### [EXERCISE PROMPT]
Below are lines of data, and only some are wanted. Please repeat exactly those from the line that has "For every <instance>" through the line that has "positive clicks: (176, 172)".

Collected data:
>>>>>

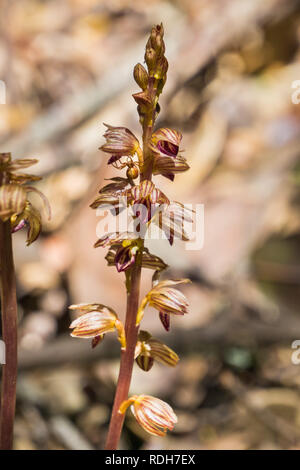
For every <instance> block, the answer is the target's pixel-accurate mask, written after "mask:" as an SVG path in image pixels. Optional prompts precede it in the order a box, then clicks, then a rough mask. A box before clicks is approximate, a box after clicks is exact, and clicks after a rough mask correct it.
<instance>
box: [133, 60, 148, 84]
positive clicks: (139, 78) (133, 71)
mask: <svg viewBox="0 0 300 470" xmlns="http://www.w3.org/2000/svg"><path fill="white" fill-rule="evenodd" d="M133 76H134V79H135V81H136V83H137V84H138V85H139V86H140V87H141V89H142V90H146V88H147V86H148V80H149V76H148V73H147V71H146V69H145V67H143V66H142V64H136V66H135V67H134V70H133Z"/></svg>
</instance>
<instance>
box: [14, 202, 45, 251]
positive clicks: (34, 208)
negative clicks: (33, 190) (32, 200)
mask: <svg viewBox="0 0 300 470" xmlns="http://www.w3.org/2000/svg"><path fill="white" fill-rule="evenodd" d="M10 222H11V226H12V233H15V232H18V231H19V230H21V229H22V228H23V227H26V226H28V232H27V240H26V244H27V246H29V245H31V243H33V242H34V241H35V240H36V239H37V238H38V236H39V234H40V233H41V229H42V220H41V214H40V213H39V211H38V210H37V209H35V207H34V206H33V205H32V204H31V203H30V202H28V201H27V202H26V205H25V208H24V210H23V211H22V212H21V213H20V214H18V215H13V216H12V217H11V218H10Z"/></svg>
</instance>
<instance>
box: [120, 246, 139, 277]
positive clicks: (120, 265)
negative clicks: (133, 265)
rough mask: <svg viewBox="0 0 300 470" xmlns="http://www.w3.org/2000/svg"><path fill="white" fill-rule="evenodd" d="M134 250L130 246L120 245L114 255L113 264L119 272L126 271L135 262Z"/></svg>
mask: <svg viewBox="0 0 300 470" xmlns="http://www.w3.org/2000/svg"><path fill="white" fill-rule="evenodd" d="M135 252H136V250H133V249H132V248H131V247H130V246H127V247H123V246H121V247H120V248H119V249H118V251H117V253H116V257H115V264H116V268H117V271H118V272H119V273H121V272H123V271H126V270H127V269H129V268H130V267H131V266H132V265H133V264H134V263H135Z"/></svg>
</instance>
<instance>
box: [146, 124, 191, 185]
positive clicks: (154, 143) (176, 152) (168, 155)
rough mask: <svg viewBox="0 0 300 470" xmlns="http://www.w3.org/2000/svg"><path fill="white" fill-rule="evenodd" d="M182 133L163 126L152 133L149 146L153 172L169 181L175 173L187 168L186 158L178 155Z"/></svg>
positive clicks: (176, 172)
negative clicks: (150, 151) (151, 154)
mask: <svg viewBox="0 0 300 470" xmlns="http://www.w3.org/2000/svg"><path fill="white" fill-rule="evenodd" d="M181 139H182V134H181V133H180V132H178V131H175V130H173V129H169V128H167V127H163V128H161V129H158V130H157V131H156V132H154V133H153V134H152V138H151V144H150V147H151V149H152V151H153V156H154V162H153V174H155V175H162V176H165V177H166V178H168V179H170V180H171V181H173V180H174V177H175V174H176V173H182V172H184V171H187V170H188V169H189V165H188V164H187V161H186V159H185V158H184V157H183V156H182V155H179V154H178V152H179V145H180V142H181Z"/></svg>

<<<<<
>>>>>

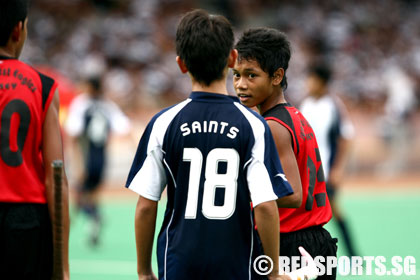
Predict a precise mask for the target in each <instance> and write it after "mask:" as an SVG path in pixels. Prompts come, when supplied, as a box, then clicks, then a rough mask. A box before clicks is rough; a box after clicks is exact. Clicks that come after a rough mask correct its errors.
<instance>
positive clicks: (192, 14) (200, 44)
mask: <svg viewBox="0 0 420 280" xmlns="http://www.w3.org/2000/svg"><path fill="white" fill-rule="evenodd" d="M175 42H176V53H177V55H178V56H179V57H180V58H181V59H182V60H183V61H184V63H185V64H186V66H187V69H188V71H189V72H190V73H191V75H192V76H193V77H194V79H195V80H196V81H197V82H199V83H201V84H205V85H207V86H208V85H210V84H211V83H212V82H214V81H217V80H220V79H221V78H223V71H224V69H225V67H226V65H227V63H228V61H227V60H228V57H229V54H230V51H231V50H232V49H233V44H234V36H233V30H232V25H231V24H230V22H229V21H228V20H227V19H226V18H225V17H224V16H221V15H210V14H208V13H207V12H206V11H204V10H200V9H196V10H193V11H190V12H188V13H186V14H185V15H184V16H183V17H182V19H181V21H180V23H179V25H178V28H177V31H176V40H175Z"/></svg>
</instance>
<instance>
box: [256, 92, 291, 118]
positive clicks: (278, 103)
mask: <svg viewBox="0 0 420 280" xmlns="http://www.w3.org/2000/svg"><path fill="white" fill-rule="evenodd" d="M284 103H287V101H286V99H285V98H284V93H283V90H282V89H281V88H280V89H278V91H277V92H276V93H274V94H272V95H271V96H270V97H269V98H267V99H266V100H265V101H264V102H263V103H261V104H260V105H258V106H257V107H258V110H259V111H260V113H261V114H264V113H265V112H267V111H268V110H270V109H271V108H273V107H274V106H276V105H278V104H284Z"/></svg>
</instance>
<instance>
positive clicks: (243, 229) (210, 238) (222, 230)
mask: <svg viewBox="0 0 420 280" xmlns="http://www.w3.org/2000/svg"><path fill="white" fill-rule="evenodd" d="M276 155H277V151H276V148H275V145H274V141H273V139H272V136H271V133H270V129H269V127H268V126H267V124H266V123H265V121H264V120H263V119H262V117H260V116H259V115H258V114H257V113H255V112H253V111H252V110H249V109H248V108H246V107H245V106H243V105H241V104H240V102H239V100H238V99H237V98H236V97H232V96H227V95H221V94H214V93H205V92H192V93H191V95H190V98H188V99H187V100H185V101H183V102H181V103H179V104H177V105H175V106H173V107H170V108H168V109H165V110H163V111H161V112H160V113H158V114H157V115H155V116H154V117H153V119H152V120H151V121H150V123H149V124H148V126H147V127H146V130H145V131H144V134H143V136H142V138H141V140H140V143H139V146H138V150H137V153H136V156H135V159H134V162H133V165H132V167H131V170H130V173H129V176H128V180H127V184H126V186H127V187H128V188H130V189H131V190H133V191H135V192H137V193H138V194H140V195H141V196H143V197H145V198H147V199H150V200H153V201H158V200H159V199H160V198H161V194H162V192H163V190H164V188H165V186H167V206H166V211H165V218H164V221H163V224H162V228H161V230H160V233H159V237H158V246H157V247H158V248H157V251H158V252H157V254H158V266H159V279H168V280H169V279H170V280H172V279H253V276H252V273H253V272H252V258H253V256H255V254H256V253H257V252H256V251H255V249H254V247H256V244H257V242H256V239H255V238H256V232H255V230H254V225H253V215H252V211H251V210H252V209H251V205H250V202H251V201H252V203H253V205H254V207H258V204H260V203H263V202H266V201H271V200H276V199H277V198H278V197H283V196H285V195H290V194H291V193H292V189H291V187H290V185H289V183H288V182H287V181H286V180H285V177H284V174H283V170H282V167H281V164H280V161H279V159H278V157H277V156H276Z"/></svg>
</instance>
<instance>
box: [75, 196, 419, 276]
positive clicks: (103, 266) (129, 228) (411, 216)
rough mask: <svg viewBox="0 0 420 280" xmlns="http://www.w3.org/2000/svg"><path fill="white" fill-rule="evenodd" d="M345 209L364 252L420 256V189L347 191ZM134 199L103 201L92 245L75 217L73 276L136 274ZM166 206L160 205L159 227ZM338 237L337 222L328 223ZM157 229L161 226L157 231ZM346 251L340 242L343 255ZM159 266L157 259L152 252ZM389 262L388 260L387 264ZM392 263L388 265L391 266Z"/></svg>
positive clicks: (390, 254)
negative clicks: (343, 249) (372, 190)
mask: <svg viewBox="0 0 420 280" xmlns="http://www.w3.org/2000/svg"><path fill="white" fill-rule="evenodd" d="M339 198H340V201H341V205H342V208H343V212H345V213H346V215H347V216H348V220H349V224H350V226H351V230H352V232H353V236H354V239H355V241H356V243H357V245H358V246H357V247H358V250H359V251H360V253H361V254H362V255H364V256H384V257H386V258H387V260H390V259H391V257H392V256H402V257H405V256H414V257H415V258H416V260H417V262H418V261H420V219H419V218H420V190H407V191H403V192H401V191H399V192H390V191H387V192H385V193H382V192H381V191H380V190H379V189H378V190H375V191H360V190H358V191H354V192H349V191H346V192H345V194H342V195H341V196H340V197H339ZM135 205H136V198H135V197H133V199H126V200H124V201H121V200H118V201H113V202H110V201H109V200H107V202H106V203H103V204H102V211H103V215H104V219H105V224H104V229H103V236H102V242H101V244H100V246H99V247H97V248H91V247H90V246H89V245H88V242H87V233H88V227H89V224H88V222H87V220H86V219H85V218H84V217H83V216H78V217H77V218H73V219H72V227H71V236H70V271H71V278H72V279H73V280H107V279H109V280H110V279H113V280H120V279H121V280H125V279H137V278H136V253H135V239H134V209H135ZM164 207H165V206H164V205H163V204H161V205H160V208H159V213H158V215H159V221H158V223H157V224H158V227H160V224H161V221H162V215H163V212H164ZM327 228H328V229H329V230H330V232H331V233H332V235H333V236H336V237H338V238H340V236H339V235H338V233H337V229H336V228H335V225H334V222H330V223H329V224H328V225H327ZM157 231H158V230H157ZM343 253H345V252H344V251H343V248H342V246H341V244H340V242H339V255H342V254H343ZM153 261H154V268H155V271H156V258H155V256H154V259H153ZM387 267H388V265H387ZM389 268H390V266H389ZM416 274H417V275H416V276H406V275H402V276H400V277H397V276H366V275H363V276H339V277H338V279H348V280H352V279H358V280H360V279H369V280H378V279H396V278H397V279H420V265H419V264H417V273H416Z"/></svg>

<<<<<

### [SOLUTION]
For every <instance> block, the answer is the target's pixel-accurate mask, written after "mask:" as an SVG path in image pixels. Optional prompts precede it in the order a box, then clicks, then a rough mask. A box before clicks is approximate, a box after clicks is exact, and clicks after a rough mask correct it.
<instance>
box: [133, 60, 148, 84]
positive clicks: (139, 78) (133, 71)
mask: <svg viewBox="0 0 300 470" xmlns="http://www.w3.org/2000/svg"><path fill="white" fill-rule="evenodd" d="M133 76H134V79H135V81H136V83H137V84H138V85H139V86H140V87H141V89H142V90H146V88H147V86H148V80H149V76H148V73H147V71H146V69H145V67H143V66H142V64H136V66H135V67H134V70H133Z"/></svg>
</instance>
<instance>
box: [14, 202, 45, 251]
positive clicks: (34, 208)
negative clicks: (33, 190) (32, 200)
mask: <svg viewBox="0 0 300 470" xmlns="http://www.w3.org/2000/svg"><path fill="white" fill-rule="evenodd" d="M10 222H11V226H12V233H15V232H18V231H19V230H21V229H22V228H23V227H26V226H28V232H27V240H26V244H27V246H29V245H31V243H33V242H34V241H35V240H36V239H37V238H38V236H39V234H40V233H41V229H42V220H41V214H40V213H39V211H38V210H37V209H35V207H34V206H33V205H32V204H31V203H30V202H28V201H27V202H26V205H25V208H24V210H23V211H22V212H21V213H20V214H18V215H13V216H12V217H11V218H10Z"/></svg>
</instance>
<instance>
box: [120, 246, 139, 277]
positive clicks: (120, 265)
negative clicks: (133, 265)
rough mask: <svg viewBox="0 0 300 470" xmlns="http://www.w3.org/2000/svg"><path fill="white" fill-rule="evenodd" d="M134 250L130 246L120 245L114 255L113 264L119 272L126 271L135 262Z"/></svg>
mask: <svg viewBox="0 0 300 470" xmlns="http://www.w3.org/2000/svg"><path fill="white" fill-rule="evenodd" d="M135 252H136V250H133V249H132V248H131V247H130V246H127V247H123V246H121V247H120V248H119V249H118V251H117V253H116V257H115V264H116V268H117V271H118V272H119V273H121V272H123V271H126V270H127V269H129V268H130V267H131V266H132V265H133V264H134V263H135Z"/></svg>
</instance>
<instance>
box: [146, 124, 191, 185]
positive clicks: (154, 143) (176, 152) (168, 155)
rough mask: <svg viewBox="0 0 300 470" xmlns="http://www.w3.org/2000/svg"><path fill="white" fill-rule="evenodd" d="M182 133L163 126L152 133L149 146L153 172L169 181L175 173L187 168L186 158L178 155Z"/></svg>
positive clicks: (176, 172)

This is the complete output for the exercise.